### Compiti da svolgere
1: Riporta il passo del brano su Draghi che comincia con le parole "I politici populisti" e termina con "i rallentamenti economici.".
2: Per ciascuna affermazione indica se concorda con il brano su Draghi, rispondendo sì o no e citando le parole decisive del brano: (a) Draghi ha pronunciato il discorso quando era presidente della Banca Centrale Europea; (b) l'autocritica delle élite culturali e professionali ha dato risultati concreti; (c) Draghi ha indicato il cambiamento climatico tra i problemi complessi.
3: Prosegui il brano su Draghi a partire dall'ultima frase riportata.

### Brano da leggere
────────────────
In occasione del conferimento della laurea honoris causa dell’Università Cattolica di Milano ha parlato anche dell’umiltà come dote necessaria per un bravo decisore.

I politici populisti fanno a gara per mettere alla berlina quelli che chiamano i “professoroni”. Il giudizio dell’uomo della strada viene ormai equiparato a quello di chi ha studiato, in televisione e sui social media.

Anche tra le élite culturali e professionali, è sempre più comune fare autocritica per le proprie mancanze, in una sorta di abiura collettiva tanto applaudita quanto inconcludente.

È pertanto rinfrancante rileggere l’elogio della competenza pronunciato da Mario Draghi in occasione del conferimento della laurea honoris causa da parte dell’Università Cattolica di Milano. In uno dei suoi ultimi interventi pubblici da presidente della Banca Centrale Europea, Draghi si è adoperato in una coraggiosa difesa degli esperti, che a suo dire sono essenziali per risolvere problemi complessi come il cambiamento climatico o i rallentamenti economici.
────────────────
[Annotazioni con riquadri per le foto]
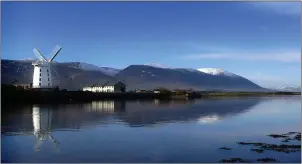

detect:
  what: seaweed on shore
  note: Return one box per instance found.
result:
[220,132,301,163]
[251,149,264,153]
[257,158,277,162]
[219,147,232,150]
[267,134,288,138]
[219,158,248,163]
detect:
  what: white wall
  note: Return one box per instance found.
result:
[83,86,114,92]
[33,64,52,88]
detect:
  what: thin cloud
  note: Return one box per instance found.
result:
[249,2,301,15]
[244,73,289,88]
[184,52,301,63]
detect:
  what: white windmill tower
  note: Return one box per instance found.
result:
[32,106,59,151]
[32,46,62,88]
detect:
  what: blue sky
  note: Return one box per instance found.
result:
[1,2,301,87]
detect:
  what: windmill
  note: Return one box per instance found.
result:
[32,45,62,88]
[32,106,59,151]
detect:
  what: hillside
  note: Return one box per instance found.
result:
[1,60,264,91]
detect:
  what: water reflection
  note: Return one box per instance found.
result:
[32,105,58,151]
[1,97,301,163]
[2,98,260,134]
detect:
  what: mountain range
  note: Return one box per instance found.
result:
[1,59,270,91]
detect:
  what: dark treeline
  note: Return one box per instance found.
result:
[1,84,301,105]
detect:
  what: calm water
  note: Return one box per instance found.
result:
[1,96,301,163]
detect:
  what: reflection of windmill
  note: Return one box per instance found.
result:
[32,46,62,88]
[33,106,59,151]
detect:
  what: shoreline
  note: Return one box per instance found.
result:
[1,85,301,105]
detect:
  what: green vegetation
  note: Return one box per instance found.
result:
[1,84,301,105]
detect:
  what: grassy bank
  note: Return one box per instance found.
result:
[201,92,301,97]
[1,85,301,105]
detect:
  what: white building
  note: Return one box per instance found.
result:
[83,82,126,92]
[33,61,52,88]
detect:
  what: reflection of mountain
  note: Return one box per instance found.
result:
[32,106,58,150]
[2,98,260,134]
[120,98,260,126]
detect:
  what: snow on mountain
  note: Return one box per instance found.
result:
[197,68,237,76]
[79,63,120,76]
[277,85,301,92]
[145,63,173,69]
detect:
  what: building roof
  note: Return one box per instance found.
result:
[91,81,125,87]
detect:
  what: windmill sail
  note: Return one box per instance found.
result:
[48,45,62,62]
[33,48,47,61]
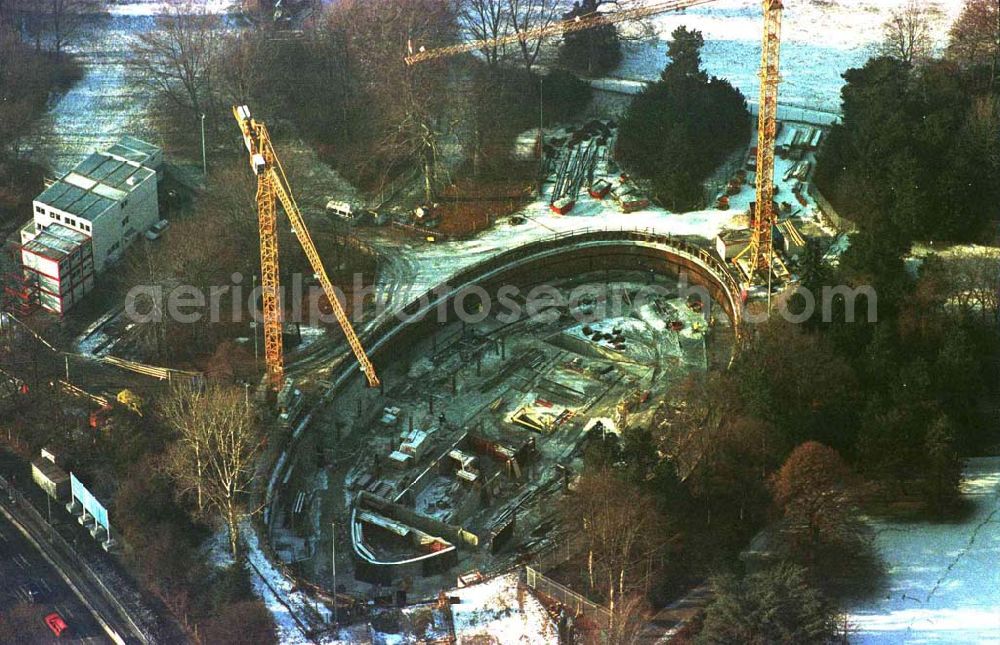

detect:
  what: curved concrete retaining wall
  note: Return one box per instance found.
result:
[264,225,742,588]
────────────────
### Risposte attese
1:
I politici populisti fanno a gara per mettere alla berlina quelli che chiamano i “professoroni”. Il giudizio dell’uomo della strada viene ormai equiparato a quello di chi ha studiato, in televisione e sui social media.

Anche tra le élite culturali e professionali, è sempre più comune fare autocritica per le proprie mancanze, in una sorta di abiura collettiva tanto applaudita quanto inconcludente.

È pertanto rinfrancante rileggere l’elogio della competenza pronunciato da Mario Draghi in occasione del conferimento della laurea honoris causa da parte dell’Università Cattolica di Milano. In uno dei suoi ultimi interventi pubblici da presidente della Banca Centrale Europea, Draghi si è adoperato in una coraggiosa difesa degli esperti, che a suo dire sono essenziali per risolvere problemi complessi come il cambiamento climatico o i rallentamenti economici.

2:
(a) Sì: "In uno dei suoi ultimi interventi pubblici da presidente della Banca Centrale Europea".
(b) No: "tanto applaudita quanto inconcludente".
(c) Sì: "problemi complessi come il cambiamento climatico o i rallentamenti economici".

3:
Si tratta di un manifesto di grande importanza nell’era della cialtroneria e dell’improvvisazione. Soprattutto perché viene da un uomo che negli ultimi otto anni ha mostrato quanto siano importanti esperienza e preparazione per preservare il bene comune – nel suo caso tutelare l’unione monetaria europea dal rischio di rovinose crisi finanziarie.

Difendere gli esperti è prima di tutto una naturale conseguenza del modo in cui abbiamo strutturato le nostre società. L’istruzione obbligatoria, la selezione alla base di qualsiasi rapporto di lavoro, la presenza di standard minimi per svolgere molte professioni, sono tutti sintomi del fatto che come collettività crediamo nel valore della preparazione. Inoltre, quasi nessuno di noi è disposto ad argomentare che sia più giusto premiare una persona senza meriti, rispetto a chi si sia impegnato e abbia delle qualità.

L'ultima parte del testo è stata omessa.